# Your goal
The lines to return are those from the line holding "Where is the cake shadow" through the last line of the entries below, both included, written exactly and without pictures.

[Annotated photo localization data]
####
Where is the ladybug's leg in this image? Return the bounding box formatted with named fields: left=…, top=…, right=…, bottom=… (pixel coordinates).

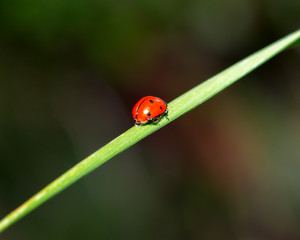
left=152, top=114, right=164, bottom=123
left=152, top=116, right=161, bottom=123
left=146, top=109, right=169, bottom=124
left=134, top=119, right=143, bottom=126
left=164, top=109, right=169, bottom=120
left=146, top=117, right=154, bottom=122
left=152, top=109, right=169, bottom=124
left=146, top=115, right=159, bottom=123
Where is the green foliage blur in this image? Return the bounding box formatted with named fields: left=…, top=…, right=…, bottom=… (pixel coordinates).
left=0, top=0, right=300, bottom=239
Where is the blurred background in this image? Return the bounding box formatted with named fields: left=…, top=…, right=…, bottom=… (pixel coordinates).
left=0, top=0, right=300, bottom=239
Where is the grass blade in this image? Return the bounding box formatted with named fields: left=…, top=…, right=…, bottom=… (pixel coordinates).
left=0, top=29, right=299, bottom=233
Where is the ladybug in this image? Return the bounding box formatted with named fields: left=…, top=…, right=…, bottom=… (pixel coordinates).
left=132, top=96, right=168, bottom=126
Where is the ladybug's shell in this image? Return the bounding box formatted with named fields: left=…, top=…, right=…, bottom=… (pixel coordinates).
left=132, top=96, right=167, bottom=125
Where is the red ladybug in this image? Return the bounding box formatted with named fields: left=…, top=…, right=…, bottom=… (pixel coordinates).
left=132, top=96, right=168, bottom=126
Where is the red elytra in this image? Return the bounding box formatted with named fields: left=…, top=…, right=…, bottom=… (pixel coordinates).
left=132, top=96, right=168, bottom=126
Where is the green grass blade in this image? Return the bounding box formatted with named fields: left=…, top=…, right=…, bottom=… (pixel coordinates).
left=1, top=29, right=300, bottom=233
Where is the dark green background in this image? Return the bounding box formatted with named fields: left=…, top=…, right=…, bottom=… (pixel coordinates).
left=1, top=0, right=300, bottom=239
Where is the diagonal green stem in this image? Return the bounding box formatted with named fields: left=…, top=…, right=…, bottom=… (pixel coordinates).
left=1, top=29, right=300, bottom=233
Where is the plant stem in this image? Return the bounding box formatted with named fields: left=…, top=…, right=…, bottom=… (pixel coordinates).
left=1, top=29, right=300, bottom=234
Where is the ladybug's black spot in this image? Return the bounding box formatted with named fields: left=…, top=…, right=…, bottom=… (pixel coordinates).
left=149, top=100, right=154, bottom=103
left=160, top=106, right=163, bottom=110
left=147, top=112, right=151, bottom=116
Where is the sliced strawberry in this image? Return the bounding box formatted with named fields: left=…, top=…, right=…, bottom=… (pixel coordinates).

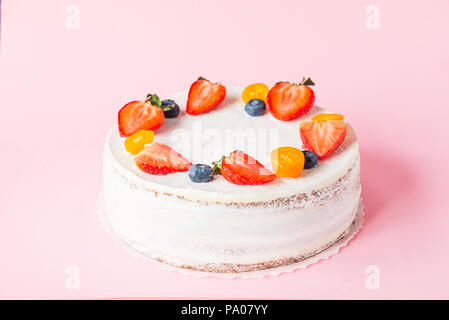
left=186, top=77, right=226, bottom=115
left=267, top=78, right=315, bottom=121
left=118, top=94, right=165, bottom=137
left=300, top=120, right=347, bottom=160
left=135, top=142, right=191, bottom=175
left=217, top=151, right=276, bottom=185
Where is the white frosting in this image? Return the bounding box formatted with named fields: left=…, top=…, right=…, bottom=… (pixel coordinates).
left=102, top=87, right=362, bottom=270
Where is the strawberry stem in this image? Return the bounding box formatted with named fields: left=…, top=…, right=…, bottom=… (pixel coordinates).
left=299, top=77, right=315, bottom=86
left=145, top=94, right=162, bottom=107
left=210, top=156, right=224, bottom=176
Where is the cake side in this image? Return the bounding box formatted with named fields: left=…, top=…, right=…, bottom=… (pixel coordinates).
left=103, top=143, right=361, bottom=271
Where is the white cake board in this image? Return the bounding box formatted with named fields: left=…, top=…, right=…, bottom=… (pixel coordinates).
left=97, top=189, right=364, bottom=279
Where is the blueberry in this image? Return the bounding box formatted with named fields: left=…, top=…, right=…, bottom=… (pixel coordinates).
left=188, top=164, right=214, bottom=183
left=245, top=99, right=266, bottom=117
left=303, top=150, right=318, bottom=169
left=161, top=99, right=180, bottom=118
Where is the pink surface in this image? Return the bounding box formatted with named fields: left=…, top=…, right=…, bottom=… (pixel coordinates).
left=1, top=0, right=449, bottom=299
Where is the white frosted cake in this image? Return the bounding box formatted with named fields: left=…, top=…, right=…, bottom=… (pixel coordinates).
left=102, top=82, right=361, bottom=273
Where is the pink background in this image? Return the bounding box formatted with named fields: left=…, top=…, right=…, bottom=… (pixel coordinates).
left=1, top=0, right=449, bottom=299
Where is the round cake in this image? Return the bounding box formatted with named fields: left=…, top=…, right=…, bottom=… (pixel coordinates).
left=102, top=86, right=361, bottom=273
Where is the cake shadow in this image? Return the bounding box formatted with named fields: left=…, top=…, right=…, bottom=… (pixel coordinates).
left=359, top=147, right=418, bottom=230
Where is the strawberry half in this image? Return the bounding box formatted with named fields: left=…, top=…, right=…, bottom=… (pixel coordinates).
left=267, top=78, right=315, bottom=121
left=118, top=94, right=165, bottom=137
left=186, top=77, right=226, bottom=115
left=213, top=151, right=276, bottom=185
left=135, top=142, right=192, bottom=175
left=300, top=120, right=347, bottom=160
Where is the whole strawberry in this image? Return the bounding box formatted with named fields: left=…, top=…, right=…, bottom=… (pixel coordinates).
left=267, top=77, right=315, bottom=121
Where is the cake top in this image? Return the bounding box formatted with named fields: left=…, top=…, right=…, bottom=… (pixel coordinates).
left=107, top=85, right=359, bottom=203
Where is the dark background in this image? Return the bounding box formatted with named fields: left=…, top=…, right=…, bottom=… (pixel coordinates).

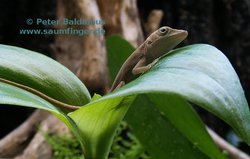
####
# Task output
Where is the cake shadow in this image? Return the bounding box formatted with named fields: left=…, top=…, right=…, bottom=… (pixel coordinates).
left=359, top=147, right=418, bottom=230
Where is the strawberry half in this image? Return the bounding box formatted with named fields: left=…, top=…, right=…, bottom=… (pixel coordinates).
left=267, top=78, right=315, bottom=121
left=118, top=94, right=165, bottom=137
left=186, top=77, right=226, bottom=115
left=213, top=151, right=276, bottom=185
left=135, top=142, right=192, bottom=175
left=300, top=120, right=347, bottom=160
Where is the whole strawberry in this image? Return the bounding box formatted with named fields: left=…, top=…, right=…, bottom=… (pixel coordinates).
left=267, top=77, right=315, bottom=121
Where is the cake top in this image? Return the bounding box formatted with named fields: left=…, top=…, right=…, bottom=… (pixel coordinates).
left=107, top=85, right=359, bottom=203
Where is the dark background in this image? Return the bounding box formatted with named fields: left=…, top=…, right=…, bottom=… (pixel coordinates).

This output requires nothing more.